_Your tasks_.
a) According to the repository description, why can't the patients' discharge summary text be included in the repository?
b) Using the repository description, say whether each statement agrees with it: (i) the annotations file includes the text of the patients' discharge summaries; (ii) preprocessing code is provided in preprocessing.py; (iii) the word vector file is stored in the repository.
c) Carry on the repository description from its final sentence.

This repository contains the code and data for the paper "Comparing deep learning and concept extraction based methods for patient phenotyping".
In data/annotations.csv, you can find our annotations as well as unique identifiers for patient visits in MIMIC-III, namely the hospital admission ID, subject ID, and chart time. Due to HIPAA requirements, we cannot provide the text of the patients' discharge summary in this repository. With the information named above and access to MIMIC-III, it is easy to extract the text from the identifiers. We are in the process of submitting the annotations as a direct add-on to MIMIC-III to physionet which will make the linking-step obsolete. If you experience difficulties with the data, please contact us and we are happy to help!
In the following sections, we assume that annotations.csv is extended by an additional column named "text" that contains the discharge summary.
If you want to use the same word-embeddings we use, please download them here: https://drive.google.com/open?id=1v_89KD993yXhYhsQQNZiwwFoy3aUD9Oq
Here is how to run the code for baselines and deep learning components.
To run all the code on the same training and test splits, we provide preprocessing code in preprocessing.py. We assume that you ran word2vec on the extracted texts first and saved the resulting vectors in a file named "w2v.txt". If you need assistance or want to use our vectors, please contact us (as the file size is too large for this repository).

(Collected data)
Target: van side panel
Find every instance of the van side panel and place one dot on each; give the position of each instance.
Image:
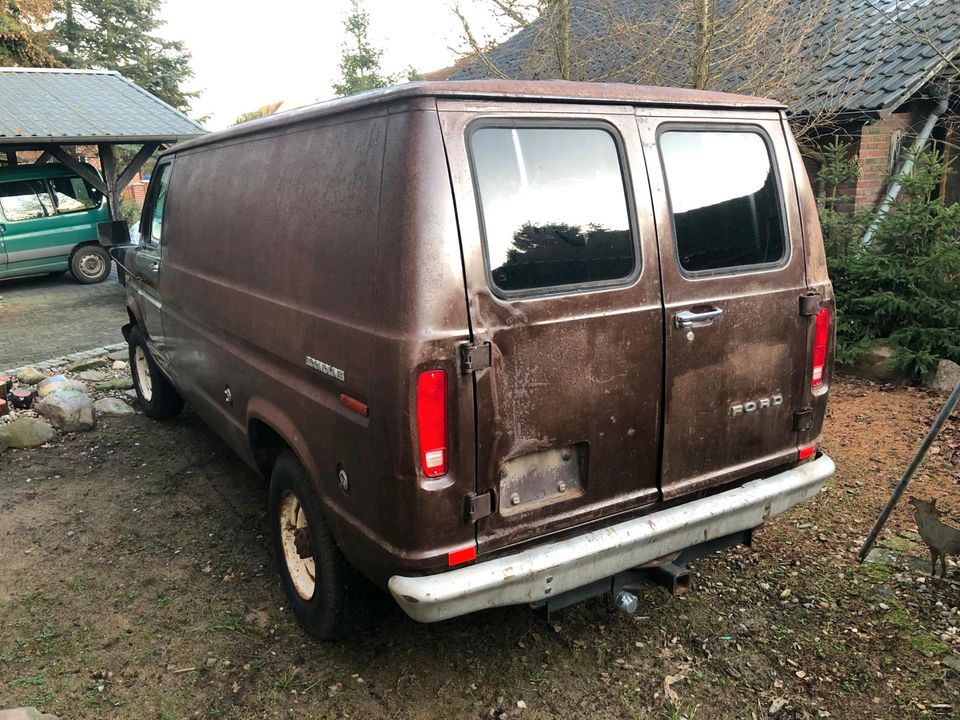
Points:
(270, 263)
(423, 319)
(817, 281)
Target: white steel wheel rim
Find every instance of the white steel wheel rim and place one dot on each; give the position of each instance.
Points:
(143, 373)
(293, 522)
(91, 265)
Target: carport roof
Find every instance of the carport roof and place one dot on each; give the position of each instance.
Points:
(40, 106)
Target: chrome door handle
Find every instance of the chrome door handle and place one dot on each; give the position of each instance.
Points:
(690, 318)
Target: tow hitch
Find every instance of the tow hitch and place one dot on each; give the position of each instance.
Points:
(621, 589)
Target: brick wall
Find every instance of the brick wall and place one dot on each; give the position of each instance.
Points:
(876, 147)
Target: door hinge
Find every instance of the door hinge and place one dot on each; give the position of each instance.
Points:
(475, 357)
(802, 419)
(809, 304)
(477, 506)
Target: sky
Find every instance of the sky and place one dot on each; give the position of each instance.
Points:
(248, 54)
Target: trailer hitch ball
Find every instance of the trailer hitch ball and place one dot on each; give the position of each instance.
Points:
(626, 602)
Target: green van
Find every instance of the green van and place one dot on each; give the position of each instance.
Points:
(48, 223)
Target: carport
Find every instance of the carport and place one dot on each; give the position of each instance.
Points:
(50, 110)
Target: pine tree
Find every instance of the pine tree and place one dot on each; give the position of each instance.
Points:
(23, 40)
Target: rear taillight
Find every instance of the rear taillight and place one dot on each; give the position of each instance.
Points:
(432, 422)
(821, 338)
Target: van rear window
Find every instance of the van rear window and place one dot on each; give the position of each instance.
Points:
(553, 206)
(724, 198)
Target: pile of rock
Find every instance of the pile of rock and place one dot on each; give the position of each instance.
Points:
(67, 399)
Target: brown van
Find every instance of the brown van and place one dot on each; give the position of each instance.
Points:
(494, 342)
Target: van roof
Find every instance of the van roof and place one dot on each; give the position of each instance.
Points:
(38, 172)
(539, 90)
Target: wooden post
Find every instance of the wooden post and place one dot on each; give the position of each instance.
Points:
(108, 166)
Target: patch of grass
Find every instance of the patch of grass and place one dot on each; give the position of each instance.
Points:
(878, 572)
(927, 645)
(77, 586)
(30, 680)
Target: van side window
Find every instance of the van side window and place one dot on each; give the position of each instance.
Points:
(160, 180)
(25, 200)
(553, 206)
(724, 199)
(73, 194)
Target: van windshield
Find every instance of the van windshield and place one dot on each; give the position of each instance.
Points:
(73, 195)
(21, 200)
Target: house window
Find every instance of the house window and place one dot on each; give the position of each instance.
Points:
(724, 199)
(24, 200)
(553, 206)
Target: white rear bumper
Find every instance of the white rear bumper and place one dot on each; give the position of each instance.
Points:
(537, 573)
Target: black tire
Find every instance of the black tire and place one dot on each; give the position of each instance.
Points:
(156, 395)
(90, 264)
(331, 610)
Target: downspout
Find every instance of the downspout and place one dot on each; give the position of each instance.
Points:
(908, 163)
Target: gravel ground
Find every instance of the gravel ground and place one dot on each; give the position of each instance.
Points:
(136, 580)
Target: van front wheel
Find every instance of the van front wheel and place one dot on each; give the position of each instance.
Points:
(155, 394)
(318, 580)
(90, 264)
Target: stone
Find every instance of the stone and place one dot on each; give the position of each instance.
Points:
(122, 383)
(88, 364)
(113, 407)
(25, 714)
(69, 410)
(944, 378)
(30, 376)
(874, 364)
(59, 383)
(26, 432)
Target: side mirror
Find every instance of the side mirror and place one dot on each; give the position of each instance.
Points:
(113, 233)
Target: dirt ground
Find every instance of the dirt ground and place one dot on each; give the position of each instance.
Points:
(137, 580)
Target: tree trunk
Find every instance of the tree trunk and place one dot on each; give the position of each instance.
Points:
(561, 29)
(701, 59)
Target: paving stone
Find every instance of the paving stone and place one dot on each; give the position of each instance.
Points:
(25, 714)
(69, 410)
(59, 383)
(113, 407)
(122, 383)
(87, 364)
(30, 376)
(26, 432)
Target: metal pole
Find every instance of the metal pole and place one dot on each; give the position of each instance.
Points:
(908, 475)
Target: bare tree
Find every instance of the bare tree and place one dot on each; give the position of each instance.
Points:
(756, 47)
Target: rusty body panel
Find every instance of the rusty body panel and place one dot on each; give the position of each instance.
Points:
(313, 264)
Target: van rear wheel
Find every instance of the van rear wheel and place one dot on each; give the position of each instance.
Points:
(90, 264)
(155, 394)
(318, 580)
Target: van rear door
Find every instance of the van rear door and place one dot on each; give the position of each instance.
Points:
(564, 294)
(732, 263)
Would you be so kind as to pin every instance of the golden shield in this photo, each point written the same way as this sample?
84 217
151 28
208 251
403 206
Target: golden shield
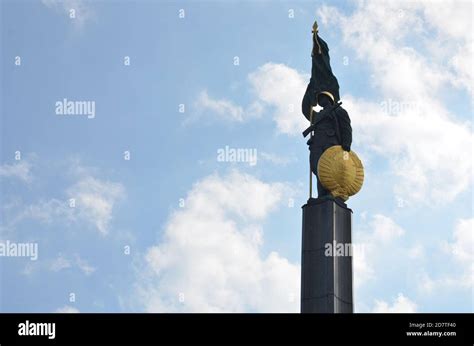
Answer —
340 172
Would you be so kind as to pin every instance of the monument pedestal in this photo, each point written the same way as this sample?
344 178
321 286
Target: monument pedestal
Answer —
326 264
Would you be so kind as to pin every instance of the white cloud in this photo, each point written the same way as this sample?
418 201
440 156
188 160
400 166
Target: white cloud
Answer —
226 109
67 310
281 87
430 151
462 249
63 262
373 244
210 257
276 159
401 304
95 200
20 170
60 263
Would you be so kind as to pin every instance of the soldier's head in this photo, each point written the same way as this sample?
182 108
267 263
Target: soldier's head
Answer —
325 98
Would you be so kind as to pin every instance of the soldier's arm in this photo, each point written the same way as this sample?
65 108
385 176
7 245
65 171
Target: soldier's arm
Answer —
345 129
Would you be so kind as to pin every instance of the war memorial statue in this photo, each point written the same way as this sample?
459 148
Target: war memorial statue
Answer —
326 281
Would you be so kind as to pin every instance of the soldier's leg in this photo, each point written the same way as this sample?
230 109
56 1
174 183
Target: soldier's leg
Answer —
322 191
306 105
314 156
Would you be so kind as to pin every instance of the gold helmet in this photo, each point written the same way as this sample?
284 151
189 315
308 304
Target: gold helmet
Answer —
340 172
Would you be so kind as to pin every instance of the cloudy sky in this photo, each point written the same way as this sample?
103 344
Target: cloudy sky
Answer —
133 209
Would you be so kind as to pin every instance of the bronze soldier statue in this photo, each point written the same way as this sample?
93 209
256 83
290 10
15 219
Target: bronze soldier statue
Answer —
332 125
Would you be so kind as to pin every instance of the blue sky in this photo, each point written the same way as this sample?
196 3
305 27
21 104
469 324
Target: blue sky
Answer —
206 235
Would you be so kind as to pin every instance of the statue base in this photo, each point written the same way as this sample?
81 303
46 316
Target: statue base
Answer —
326 263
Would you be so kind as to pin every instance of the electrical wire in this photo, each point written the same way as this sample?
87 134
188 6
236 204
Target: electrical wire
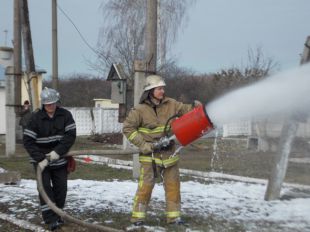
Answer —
80 34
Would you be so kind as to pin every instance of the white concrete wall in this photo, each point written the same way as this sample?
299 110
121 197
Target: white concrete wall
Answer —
104 121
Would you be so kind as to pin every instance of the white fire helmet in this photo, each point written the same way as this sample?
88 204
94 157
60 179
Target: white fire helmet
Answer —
49 96
153 81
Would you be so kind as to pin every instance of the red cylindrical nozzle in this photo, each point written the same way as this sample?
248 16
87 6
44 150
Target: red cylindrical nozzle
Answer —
191 125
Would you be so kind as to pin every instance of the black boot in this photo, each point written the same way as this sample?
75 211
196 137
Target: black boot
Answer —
54 226
138 223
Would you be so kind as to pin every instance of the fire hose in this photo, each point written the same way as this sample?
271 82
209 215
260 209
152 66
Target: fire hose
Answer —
63 214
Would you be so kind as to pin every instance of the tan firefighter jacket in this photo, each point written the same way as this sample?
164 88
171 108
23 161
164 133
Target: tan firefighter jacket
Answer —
145 125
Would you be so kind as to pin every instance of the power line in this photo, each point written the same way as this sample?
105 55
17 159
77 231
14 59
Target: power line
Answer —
80 34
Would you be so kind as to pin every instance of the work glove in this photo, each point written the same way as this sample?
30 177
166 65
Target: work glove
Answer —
197 103
52 156
163 142
43 164
146 148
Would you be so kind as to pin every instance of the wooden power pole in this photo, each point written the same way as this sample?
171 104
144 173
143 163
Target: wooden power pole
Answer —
54 45
144 68
13 87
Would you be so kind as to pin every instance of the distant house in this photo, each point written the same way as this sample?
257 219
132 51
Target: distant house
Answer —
105 103
24 94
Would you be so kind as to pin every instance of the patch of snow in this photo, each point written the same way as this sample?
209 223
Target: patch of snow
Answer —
232 201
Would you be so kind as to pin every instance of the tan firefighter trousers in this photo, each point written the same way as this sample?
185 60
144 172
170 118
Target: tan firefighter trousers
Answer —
171 182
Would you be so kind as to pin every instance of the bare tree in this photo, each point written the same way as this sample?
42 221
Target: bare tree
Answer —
257 67
121 38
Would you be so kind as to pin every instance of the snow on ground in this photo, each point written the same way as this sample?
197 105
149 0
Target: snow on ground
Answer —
232 201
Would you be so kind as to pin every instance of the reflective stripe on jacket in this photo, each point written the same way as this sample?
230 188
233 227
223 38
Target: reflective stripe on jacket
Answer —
146 123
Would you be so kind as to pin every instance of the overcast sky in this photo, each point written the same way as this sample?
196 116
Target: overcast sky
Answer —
218 33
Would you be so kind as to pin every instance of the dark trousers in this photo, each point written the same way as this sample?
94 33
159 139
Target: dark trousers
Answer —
55 185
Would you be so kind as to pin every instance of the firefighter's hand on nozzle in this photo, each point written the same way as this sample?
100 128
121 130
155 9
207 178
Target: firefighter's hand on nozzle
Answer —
163 142
43 164
197 103
52 156
146 148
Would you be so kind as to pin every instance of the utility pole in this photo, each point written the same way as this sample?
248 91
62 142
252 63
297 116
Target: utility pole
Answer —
13 86
54 45
151 36
31 77
5 37
144 68
306 54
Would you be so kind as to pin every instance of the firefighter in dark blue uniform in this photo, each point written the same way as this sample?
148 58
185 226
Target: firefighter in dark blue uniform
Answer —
48 137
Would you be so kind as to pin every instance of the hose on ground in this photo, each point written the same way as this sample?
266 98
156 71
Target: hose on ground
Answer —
63 214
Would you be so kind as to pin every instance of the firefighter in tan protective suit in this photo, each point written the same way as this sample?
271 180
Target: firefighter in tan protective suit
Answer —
143 127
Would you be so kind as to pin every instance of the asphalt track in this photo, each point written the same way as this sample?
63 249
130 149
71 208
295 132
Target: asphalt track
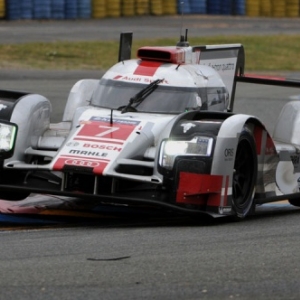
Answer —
150 258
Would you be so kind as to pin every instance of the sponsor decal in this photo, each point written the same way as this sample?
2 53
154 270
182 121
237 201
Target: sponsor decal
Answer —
229 154
73 144
81 163
87 153
222 67
187 127
2 106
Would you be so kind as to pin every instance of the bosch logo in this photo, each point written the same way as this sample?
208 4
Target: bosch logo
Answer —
73 144
229 152
81 163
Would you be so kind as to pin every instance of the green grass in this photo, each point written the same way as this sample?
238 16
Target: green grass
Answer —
263 53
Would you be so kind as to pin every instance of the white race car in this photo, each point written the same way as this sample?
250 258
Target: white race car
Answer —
156 131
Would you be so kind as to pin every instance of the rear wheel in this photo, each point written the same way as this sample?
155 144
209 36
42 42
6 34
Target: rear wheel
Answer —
244 176
7 178
294 202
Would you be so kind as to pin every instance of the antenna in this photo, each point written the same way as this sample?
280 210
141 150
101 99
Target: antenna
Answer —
183 39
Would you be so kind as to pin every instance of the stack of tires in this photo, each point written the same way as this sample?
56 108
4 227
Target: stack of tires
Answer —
156 7
98 9
183 7
198 6
253 8
84 9
169 7
2 9
71 9
266 8
142 7
292 8
42 9
26 9
13 10
278 8
113 8
214 7
58 9
128 8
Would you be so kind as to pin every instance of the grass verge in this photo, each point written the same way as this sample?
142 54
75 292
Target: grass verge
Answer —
263 53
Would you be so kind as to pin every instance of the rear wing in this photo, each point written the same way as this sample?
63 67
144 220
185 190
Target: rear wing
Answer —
228 59
268 80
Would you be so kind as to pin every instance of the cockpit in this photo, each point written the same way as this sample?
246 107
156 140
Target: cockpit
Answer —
163 99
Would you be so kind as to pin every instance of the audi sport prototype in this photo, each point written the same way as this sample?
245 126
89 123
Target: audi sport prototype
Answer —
156 132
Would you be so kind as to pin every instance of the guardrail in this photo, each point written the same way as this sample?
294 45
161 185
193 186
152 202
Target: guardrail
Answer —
87 9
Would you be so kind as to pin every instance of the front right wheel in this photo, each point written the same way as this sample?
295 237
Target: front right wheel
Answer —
244 175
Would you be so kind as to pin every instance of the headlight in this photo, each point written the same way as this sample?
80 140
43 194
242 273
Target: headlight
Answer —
198 146
8 133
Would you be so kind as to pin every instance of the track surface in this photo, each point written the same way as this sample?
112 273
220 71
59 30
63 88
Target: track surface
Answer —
150 258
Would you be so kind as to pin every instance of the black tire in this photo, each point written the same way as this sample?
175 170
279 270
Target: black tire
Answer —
13 196
294 202
244 176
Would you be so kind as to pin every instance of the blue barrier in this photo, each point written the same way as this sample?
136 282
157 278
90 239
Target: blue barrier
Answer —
13 10
42 9
26 9
58 9
183 7
71 11
239 7
198 6
84 9
214 7
227 7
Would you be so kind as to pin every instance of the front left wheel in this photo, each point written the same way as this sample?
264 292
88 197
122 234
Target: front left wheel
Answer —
244 175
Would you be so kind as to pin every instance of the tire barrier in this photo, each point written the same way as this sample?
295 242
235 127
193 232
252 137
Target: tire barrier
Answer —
85 9
128 8
58 9
13 10
41 9
113 8
292 8
266 8
253 8
71 9
278 8
169 7
26 9
239 7
198 6
2 9
142 7
99 9
214 7
156 7
183 7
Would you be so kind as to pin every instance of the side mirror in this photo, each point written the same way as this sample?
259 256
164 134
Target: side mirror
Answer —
8 136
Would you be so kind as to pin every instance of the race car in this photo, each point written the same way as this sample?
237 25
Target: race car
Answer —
158 132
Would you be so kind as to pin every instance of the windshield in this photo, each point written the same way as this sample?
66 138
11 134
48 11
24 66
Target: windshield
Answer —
165 99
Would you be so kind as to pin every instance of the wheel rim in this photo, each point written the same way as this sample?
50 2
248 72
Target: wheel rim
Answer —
243 174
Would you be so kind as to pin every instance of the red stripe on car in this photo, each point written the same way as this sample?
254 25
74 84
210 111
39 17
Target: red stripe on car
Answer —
147 68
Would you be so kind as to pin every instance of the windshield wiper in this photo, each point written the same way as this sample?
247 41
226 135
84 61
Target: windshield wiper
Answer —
140 96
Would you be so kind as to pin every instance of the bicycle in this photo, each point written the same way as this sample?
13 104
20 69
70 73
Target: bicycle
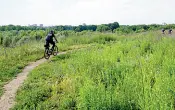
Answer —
48 51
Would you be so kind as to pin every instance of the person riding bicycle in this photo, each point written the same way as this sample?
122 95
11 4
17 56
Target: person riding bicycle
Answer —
170 31
49 39
163 31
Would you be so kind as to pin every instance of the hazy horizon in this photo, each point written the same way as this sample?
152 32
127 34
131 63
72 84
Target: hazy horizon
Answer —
77 12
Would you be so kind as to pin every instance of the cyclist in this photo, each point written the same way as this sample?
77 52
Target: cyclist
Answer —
163 31
170 31
49 39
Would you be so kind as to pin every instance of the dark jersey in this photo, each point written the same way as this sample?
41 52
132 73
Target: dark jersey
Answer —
49 37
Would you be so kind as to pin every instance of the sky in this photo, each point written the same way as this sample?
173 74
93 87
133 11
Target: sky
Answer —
77 12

_List of answers_.
a) It can't be included because of HIPAA requirements.

b)
(i) No: "Due to HIPAA requirements, we cannot provide the text of the patients' discharge summary in this repository."
(ii) Yes: "we provide preprocessing code in preprocessing.py"
(iii) No: "as the file size is too large for this repository"

c)
run it with the following command (with python 2.7):
python preprocess.py data/annotations.csv w2v.txt
This will create one file data.h5 and one file data-nobatch.h5 in your main directory. Use the batched file for a speedup in the lua code, and the non-batched file for the baselines.
The code for baselines can be found in basic_models.py. It is compatible with both python 2 and 3. To run it, simply enter
python basic_models.py --data data-nobatch.h5 --ngram 5
We recommend that you have a GPU with a cuda installation. Otherwise, training might take a very long time! This code is based off of the following repository: https://github.com/harvardnlp/sent-conv-torch You can find more information there!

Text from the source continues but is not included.